▶ _REQUIRED ACTION_: The records below are to be duplicated exactly as they appear.

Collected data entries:

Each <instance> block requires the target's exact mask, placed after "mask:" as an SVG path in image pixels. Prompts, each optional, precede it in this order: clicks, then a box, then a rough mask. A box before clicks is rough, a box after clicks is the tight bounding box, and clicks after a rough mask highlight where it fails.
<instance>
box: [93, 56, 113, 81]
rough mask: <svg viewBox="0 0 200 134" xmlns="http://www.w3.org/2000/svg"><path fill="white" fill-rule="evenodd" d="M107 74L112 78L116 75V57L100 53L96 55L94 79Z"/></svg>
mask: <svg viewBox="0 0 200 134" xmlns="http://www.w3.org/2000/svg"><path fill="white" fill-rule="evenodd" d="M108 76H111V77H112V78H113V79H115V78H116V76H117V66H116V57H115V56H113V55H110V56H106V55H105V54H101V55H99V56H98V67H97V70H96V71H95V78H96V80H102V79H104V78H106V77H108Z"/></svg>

▶ _THE ANSWER_:
Each <instance> block requires the target's exact mask, placed after "mask:" as an SVG path in image pixels. Prompts, each optional, precede it in this order: clicks, then a box, then a rough mask. A box before clicks is rough, a box after clicks is the tight bounding box, and clicks after a rough mask highlight where it fails.
<instance>
box: [93, 56, 113, 81]
rough mask: <svg viewBox="0 0 200 134" xmlns="http://www.w3.org/2000/svg"><path fill="white" fill-rule="evenodd" d="M107 74L112 78L116 75V57L100 53L96 55L94 79Z"/></svg>
mask: <svg viewBox="0 0 200 134" xmlns="http://www.w3.org/2000/svg"><path fill="white" fill-rule="evenodd" d="M108 76H111V77H112V78H113V79H115V78H116V76H117V66H116V57H115V56H113V55H110V56H106V55H105V54H101V55H99V56H98V67H97V70H96V71H95V78H96V80H102V79H104V78H106V77H108Z"/></svg>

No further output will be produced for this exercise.